_Your objective_
From the records below, output exactly the lines running from the line containing "Would you be able to indicate the beige" through the line containing "Target: credit card", and no others.

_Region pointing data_
○ ○ ○ ○ ○ ○ ○

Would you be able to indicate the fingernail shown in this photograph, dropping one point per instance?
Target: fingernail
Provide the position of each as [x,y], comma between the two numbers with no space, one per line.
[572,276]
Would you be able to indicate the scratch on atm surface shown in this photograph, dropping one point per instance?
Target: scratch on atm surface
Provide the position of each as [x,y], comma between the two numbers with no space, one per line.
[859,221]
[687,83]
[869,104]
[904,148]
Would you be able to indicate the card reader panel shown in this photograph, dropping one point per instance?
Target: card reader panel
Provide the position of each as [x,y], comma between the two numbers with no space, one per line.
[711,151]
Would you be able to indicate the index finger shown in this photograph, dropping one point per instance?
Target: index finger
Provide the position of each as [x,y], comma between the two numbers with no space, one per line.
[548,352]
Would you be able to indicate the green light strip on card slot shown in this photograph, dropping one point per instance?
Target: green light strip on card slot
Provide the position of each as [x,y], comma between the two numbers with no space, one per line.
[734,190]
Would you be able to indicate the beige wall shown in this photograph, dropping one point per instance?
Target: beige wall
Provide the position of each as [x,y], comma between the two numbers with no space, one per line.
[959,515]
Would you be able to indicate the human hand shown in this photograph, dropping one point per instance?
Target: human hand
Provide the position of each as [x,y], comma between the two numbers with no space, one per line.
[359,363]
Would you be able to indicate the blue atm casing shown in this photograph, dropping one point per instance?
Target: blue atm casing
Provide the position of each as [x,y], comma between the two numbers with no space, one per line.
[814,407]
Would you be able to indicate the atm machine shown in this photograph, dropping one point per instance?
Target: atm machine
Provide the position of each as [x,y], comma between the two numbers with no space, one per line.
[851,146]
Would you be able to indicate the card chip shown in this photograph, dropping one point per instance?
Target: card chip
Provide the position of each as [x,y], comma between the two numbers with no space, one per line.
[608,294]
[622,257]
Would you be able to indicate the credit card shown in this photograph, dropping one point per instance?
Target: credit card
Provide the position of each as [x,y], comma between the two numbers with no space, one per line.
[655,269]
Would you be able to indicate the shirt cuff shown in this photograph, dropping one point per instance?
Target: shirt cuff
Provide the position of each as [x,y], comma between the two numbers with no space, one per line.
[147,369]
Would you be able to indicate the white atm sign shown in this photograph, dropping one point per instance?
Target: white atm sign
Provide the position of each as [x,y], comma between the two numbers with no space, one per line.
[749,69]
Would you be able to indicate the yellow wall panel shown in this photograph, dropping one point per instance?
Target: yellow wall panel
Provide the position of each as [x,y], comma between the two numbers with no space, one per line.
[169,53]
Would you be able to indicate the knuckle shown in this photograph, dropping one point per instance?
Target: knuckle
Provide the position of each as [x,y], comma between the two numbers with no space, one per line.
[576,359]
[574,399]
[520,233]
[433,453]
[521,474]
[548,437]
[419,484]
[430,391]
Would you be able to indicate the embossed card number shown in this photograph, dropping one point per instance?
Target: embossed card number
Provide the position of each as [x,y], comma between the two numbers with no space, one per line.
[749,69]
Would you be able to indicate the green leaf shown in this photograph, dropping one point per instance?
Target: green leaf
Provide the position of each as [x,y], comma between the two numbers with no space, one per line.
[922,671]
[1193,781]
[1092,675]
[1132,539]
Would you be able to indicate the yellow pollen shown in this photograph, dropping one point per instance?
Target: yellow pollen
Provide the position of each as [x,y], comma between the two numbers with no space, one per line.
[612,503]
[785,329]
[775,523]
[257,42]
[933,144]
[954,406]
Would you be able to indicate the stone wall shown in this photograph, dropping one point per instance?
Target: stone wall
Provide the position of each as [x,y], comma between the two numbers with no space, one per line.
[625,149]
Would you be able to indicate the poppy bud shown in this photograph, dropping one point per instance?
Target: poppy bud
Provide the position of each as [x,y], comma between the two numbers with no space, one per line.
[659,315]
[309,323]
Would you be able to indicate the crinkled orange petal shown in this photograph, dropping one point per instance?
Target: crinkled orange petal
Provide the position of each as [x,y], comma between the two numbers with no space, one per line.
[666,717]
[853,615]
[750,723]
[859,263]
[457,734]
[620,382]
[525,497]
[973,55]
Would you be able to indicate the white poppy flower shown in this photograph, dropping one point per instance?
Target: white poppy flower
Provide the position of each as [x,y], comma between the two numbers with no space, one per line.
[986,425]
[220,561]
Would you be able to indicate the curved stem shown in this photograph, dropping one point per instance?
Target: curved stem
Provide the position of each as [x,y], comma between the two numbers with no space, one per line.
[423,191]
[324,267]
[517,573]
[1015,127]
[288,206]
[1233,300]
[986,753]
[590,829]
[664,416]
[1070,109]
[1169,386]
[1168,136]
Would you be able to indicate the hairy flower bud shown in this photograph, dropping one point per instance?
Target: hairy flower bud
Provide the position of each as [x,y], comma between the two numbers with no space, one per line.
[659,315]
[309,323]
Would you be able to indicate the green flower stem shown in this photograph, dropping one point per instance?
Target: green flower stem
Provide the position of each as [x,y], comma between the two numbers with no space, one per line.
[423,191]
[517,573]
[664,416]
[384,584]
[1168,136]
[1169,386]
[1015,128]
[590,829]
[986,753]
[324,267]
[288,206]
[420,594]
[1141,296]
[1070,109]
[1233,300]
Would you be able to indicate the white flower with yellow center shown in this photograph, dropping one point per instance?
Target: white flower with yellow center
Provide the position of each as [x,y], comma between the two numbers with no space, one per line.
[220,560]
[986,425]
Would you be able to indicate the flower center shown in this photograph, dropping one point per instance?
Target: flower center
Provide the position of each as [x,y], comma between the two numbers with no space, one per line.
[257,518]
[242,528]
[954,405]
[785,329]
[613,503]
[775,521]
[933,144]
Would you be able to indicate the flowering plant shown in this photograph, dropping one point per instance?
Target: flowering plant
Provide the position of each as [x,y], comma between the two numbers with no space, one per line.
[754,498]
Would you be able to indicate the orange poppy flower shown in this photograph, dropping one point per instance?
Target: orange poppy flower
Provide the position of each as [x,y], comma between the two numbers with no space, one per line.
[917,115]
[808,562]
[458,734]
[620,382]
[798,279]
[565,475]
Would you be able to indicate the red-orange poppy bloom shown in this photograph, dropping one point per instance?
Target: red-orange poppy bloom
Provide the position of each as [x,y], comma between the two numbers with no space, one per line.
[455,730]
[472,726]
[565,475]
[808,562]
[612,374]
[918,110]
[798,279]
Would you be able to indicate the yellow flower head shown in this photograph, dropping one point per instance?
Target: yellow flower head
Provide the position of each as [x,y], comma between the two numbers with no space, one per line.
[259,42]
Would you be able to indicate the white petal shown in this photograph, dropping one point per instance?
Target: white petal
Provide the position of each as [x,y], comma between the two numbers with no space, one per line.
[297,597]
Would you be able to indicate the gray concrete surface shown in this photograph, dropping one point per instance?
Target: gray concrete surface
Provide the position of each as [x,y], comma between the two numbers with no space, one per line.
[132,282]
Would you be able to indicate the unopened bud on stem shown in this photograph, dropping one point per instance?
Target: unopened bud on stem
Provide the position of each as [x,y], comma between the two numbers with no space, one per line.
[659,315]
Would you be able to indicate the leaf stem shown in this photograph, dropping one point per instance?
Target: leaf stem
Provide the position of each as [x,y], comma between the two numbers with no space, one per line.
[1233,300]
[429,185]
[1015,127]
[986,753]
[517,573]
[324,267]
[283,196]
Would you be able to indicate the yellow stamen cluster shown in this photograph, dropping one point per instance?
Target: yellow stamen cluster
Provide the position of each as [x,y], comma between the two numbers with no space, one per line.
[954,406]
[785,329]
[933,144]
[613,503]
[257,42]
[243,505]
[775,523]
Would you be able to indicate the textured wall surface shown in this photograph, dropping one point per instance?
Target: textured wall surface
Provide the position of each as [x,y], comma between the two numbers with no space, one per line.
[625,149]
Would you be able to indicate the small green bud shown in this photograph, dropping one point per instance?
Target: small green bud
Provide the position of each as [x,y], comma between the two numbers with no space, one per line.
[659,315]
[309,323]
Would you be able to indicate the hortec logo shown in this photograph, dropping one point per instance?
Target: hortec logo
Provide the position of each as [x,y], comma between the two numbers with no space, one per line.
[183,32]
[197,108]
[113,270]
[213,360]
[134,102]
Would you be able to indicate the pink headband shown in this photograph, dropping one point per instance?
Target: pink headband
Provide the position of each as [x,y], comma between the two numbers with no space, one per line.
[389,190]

○ ○ ○ ○ ○ ○ ○

_Result below_
Would you be able to indicate the beige wall shown in this photograph, dropping one point per instance?
Target: beige wall
Provide the position of each as [x,y], comma between the two numbers with no space, one per line.
[959,515]
Would you be able to indicate the human hand shown in this photograph, dropping one point per instance?
Target: human hand
Provide the position of each as [x,y], comma between the two numbers with no space, one per line.
[359,363]
Would you be able to indicate the blue atm casing shown in this photograph, dropping one point per instance?
Target: blue atm casing
Provide the position of each as [x,y], comma between the two numbers with no space, one per line.
[814,407]
Would you be able to indicate the atm machine shown in this photograph, dropping one point per instance?
Target: atm machine
Provide the position of each as [x,y], comma between the two numbers with no space, one per line.
[851,146]
Would you be able to indicate the card chip shown in this photograph, dropping one point per instance?
Target: card chip
Provide the position of each as [x,y], comma between the two numbers with no space, one per line.
[608,294]
[622,257]
Would you be able to indicate the credit card shown in this photograph, dropping one point per instance?
Target: credit card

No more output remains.